### Problem to work on
List every line of the listing below that contains the word "green".

Stored data entries
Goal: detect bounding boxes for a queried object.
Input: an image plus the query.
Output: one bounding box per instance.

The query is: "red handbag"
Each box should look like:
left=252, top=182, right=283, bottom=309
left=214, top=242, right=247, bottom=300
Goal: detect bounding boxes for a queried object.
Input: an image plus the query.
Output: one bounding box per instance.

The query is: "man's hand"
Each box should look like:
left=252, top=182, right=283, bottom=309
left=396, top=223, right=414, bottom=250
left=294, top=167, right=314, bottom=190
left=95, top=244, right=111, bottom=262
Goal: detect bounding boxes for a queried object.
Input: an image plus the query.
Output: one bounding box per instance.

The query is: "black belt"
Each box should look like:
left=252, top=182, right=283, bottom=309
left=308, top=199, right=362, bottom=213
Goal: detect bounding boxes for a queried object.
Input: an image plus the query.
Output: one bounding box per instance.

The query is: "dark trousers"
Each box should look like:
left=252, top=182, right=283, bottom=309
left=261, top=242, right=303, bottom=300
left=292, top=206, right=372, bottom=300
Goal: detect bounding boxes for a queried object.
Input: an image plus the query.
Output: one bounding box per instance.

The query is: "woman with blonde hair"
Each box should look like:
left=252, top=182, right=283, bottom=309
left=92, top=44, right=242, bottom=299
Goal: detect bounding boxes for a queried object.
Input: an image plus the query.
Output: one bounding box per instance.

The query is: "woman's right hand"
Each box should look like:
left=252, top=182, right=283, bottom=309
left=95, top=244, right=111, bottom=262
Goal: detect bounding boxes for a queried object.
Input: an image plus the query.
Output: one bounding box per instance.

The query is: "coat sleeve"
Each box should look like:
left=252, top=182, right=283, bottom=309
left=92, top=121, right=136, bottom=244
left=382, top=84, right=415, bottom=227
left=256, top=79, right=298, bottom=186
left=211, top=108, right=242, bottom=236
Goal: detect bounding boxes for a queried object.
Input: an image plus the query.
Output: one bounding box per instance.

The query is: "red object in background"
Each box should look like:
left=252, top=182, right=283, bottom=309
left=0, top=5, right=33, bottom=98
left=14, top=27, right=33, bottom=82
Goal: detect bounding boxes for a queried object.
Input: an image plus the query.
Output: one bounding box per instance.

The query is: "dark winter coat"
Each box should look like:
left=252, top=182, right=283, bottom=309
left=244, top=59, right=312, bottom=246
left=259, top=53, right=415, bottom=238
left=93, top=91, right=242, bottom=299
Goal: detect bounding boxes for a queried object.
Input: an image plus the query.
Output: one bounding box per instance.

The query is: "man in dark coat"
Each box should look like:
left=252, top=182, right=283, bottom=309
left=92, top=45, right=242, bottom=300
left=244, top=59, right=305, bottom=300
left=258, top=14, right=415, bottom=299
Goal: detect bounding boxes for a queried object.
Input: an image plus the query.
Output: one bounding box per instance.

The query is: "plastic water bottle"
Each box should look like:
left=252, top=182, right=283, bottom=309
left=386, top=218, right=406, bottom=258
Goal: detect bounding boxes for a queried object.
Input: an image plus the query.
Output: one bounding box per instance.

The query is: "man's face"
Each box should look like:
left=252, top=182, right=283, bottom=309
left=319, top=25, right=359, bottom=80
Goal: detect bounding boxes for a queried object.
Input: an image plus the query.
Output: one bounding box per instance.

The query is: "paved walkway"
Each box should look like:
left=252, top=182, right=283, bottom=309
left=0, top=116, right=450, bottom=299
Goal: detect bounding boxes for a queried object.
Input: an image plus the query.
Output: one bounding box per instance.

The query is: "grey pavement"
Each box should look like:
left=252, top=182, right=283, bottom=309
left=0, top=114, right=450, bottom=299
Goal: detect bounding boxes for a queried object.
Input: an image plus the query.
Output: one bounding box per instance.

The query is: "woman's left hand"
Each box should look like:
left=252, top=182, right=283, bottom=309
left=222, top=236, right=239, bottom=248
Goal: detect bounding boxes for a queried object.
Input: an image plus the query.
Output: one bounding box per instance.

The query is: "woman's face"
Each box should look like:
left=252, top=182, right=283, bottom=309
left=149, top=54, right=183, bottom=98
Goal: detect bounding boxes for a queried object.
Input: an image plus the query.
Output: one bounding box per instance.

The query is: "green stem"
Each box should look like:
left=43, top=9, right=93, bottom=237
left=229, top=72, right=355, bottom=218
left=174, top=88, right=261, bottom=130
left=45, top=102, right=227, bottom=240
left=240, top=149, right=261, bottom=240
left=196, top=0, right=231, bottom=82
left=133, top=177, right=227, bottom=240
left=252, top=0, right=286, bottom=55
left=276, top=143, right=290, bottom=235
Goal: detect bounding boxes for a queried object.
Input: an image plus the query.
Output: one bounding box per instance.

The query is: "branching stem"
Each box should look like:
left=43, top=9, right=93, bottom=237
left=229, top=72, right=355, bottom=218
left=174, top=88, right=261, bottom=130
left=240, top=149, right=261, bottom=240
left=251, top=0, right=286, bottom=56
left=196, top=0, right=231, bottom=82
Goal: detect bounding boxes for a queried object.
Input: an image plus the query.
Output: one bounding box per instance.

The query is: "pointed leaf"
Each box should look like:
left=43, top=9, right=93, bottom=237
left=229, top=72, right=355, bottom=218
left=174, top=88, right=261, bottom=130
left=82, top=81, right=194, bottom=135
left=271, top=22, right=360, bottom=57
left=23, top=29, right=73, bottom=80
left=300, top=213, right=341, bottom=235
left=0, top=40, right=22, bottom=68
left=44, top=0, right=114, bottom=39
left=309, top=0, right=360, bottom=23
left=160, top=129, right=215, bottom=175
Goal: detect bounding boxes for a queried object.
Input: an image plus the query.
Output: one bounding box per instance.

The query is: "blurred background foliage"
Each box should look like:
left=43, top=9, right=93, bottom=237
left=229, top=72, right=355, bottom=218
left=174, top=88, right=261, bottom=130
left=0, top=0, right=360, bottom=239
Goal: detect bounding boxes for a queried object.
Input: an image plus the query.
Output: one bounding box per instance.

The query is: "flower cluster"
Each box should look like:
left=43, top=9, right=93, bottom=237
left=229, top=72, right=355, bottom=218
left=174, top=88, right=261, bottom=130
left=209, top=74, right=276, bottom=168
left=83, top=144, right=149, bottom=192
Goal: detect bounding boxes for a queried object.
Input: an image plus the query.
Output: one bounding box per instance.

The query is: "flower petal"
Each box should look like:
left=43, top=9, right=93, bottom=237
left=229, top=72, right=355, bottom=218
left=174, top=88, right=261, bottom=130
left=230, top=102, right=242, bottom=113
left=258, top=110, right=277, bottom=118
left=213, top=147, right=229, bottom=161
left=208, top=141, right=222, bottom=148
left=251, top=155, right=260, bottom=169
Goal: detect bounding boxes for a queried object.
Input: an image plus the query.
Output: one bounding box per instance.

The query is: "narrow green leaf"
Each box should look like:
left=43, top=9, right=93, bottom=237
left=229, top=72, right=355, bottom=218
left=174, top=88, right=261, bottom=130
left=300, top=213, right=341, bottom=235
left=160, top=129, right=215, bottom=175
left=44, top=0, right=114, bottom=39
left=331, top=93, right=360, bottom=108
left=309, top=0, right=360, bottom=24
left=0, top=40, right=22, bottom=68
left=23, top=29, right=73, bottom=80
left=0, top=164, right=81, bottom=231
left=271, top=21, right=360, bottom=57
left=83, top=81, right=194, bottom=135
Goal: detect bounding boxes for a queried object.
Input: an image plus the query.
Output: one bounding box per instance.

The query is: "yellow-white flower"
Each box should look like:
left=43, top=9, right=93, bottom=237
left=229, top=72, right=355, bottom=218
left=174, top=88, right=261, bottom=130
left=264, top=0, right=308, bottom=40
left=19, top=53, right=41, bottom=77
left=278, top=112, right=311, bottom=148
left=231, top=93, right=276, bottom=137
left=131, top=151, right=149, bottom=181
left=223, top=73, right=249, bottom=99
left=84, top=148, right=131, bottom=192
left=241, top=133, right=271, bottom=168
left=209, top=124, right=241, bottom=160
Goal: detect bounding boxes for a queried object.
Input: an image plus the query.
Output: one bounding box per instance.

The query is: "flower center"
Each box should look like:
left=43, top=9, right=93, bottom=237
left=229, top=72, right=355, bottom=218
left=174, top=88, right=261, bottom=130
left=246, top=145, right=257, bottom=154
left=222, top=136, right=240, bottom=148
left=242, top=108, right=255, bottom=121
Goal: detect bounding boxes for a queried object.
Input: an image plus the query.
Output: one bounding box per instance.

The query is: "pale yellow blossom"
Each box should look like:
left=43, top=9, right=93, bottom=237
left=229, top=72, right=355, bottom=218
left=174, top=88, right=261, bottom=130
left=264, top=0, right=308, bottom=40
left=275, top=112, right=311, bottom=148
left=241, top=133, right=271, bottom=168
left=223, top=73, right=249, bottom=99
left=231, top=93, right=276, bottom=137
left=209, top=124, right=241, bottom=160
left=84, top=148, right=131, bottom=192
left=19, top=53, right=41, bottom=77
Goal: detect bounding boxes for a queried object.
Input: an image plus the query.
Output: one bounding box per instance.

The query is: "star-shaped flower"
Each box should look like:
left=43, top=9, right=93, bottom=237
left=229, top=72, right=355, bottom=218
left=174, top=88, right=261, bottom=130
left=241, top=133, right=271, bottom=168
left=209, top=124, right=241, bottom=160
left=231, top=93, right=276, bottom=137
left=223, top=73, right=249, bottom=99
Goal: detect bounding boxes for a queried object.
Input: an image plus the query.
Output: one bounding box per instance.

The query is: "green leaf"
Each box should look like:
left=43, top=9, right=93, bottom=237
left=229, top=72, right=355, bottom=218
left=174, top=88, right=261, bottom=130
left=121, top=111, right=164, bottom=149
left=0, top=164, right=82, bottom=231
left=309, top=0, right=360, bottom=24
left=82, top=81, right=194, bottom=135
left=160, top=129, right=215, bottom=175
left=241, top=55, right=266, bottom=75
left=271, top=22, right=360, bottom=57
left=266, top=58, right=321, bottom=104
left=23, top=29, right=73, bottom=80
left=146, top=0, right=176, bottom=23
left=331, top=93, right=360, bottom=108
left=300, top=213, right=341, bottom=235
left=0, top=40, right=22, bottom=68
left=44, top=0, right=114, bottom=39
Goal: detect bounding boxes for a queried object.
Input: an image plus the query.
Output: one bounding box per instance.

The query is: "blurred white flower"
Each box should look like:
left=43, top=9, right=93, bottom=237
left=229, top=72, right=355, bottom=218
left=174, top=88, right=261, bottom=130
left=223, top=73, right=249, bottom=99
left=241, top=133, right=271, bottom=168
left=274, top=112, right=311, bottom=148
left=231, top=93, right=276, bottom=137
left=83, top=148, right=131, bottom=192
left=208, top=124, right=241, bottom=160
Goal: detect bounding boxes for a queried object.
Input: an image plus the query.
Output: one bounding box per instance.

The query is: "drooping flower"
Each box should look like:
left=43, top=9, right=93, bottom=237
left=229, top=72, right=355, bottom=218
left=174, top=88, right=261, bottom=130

### Solution to this exercise
The query is: "green stem"
The query is: "narrow green leaf"
The query is: "green leaf"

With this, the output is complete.